» **Source document**
Railroad Survey of 1873
By editor
Forsyth, Rosebud County, Montana
In the summer of 1873, the Northern Pacific Railroad undertook a survey along the northern banks of the Yellowstone River, a venture emblematic of the ceaseless advance of American expansion across the vast western plains. This enterprise was not merely an engineering endeavor but a movement fraught with the perils and complexities of military, political, and cultural confrontation. The land south of the Yellowstone remained under the dominion of the Lakota Sioux, whose sovereignty was yet unbroken by treaty or conquest, rendering the survey a perilous undertaking that necessitated a formidable military escort.
The command entrusted with providing security to the surveyors was led by Colonel David S. Stanley, a veteran officer of the Union Army whose reputation for discipline and organization was well known. Stanley’s force in 1873 was considerable, comprising eighteen companies of infantry, a train of 275 wagons bearing supplies and equipment, three artillery pieces, and ten companies of the Seventh Cavalry under the command of Lieutenant Colonel George Armstrong Custer. This assemblage was no mere escort but a mobile army, a rolling fortification, whose presence was meant both to protect and to intimidate.
The route taken by Stanley’s expedition has left a durable imprint upon the landscape; the roads that now traverse the north side of the Yellowstone River often follow the very path blazed by his troops during that summer. The survey itself was of great strategic importance, as the Northern Pacific sought to chart a route that would link the burgeoning settlements of the Pacific Northwest with the rail networks of the eastern states, thus knitting together the far-flung regions of the continent.
Yet the expedition was marked by tensions not only with the native inhabitants but also within the command. Lieutenant Colonel Custer, a figure both celebrated and contentious, presented a challenge to Stanley’s authority. Known for his impetuousness and ambition, Custer’s temperament clashed with the more measured discipline of Stanley. A mere fortnight into the march, these tensions erupted into an open confrontation. Stanley, anticipating difficulty with Custer, responded with disciplinary measures, ordering the cavalryman to the rear of the column. However, Stanley’s own command was compromised by bouts of intemperance. Custer, noted for his abstention from alcohol, leveraged Stanley’s weaknesses to undermine his authority. According to accounts, officers recognized that Stanley’s episodes of binge drinking contributed to the discord and took the extraordinary measure of disposing of the expedition’s liquor supply to restore order. Within a day, Stanley rescinded his sanction against Custer, and the march proceeded without further incident.
The presence of the Lakota, who maintained control over the unceded territory to the south, cast a constant shadow over the expedition. During the summer, there were two skirmishes between the military column and Lakota warriors. Though these encounters were minor and inflicted no decisive harm, their tactical nature left an indelible impression upon the officers. The Lakota employed hit-and-run tactics, engaging in swift assaults before melting away into the plains. This led Custer and many of his fellow officers to conclude that the Sioux would not stand in prolonged combat but would scatter upon the display of sufficient military force.

» **Exercise 1**
In the article on the 1873 railroad survey, what are the answers to these questions?
(a) How many wagons were in the supply train of Stanley's force?
(b) What did officers do with the expedition's liquor supply?
(c) How many skirmishes took place between the military column and Lakota warriors during the summer?
The records that follow are unrelated to the article on the 1873 railroad survey.

» **Records for processing**
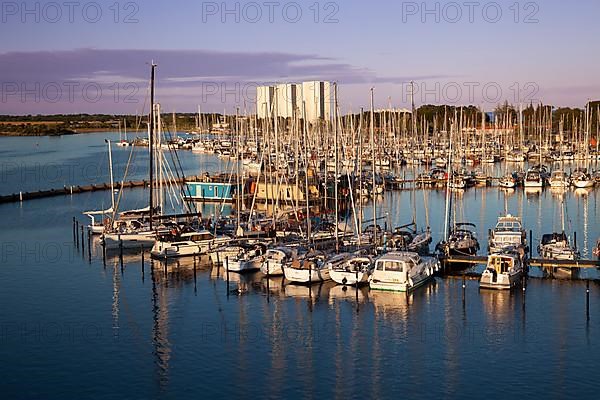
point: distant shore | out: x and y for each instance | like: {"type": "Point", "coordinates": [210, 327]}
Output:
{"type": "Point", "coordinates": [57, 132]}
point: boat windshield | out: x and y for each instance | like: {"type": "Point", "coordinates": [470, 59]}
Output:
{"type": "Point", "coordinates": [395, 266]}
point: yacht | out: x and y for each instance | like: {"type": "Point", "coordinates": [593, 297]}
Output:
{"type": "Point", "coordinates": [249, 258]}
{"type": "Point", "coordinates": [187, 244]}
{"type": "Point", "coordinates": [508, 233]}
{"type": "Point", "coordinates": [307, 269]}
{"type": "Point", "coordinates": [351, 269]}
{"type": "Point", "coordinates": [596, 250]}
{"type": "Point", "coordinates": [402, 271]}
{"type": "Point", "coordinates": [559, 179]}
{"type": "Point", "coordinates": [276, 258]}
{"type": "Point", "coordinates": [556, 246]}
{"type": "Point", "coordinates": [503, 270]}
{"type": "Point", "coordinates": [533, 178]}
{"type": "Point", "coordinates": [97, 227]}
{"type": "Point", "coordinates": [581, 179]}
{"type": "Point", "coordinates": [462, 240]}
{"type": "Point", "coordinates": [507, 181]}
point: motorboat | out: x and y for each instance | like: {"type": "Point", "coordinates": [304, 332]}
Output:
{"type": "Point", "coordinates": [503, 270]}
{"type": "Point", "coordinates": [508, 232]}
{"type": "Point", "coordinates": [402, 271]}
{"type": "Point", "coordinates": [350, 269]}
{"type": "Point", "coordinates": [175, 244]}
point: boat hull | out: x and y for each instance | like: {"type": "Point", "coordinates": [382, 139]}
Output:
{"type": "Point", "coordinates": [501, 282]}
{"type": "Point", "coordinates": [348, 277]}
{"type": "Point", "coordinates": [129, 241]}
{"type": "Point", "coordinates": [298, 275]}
==
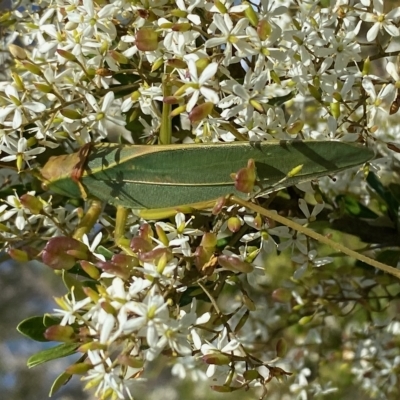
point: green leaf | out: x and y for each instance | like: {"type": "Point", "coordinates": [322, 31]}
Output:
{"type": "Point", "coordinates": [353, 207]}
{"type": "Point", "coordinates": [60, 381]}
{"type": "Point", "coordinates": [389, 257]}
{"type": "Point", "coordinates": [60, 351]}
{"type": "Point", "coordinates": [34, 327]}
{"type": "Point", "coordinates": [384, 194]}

» **Exercise 2**
List every line of the records that contains the string "instance". Case counts.

» **Right answer 1**
(a) 275
(b) They disposed of it.
(c) Two

» **Right answer 2**
point: distant shore | out: x and y for each instance | like: {"type": "Point", "coordinates": [210, 327]}
point: boat windshield | out: x and y for each instance | like: {"type": "Point", "coordinates": [470, 59]}
point: yacht | out: x and y for each instance | like: {"type": "Point", "coordinates": [593, 297]}
point: motorboat | out: x and y for each instance | like: {"type": "Point", "coordinates": [304, 332]}
point: boat hull | out: x and y for each instance | like: {"type": "Point", "coordinates": [382, 139]}
point: green leaf | out: x and y for each instance | like: {"type": "Point", "coordinates": [322, 31]}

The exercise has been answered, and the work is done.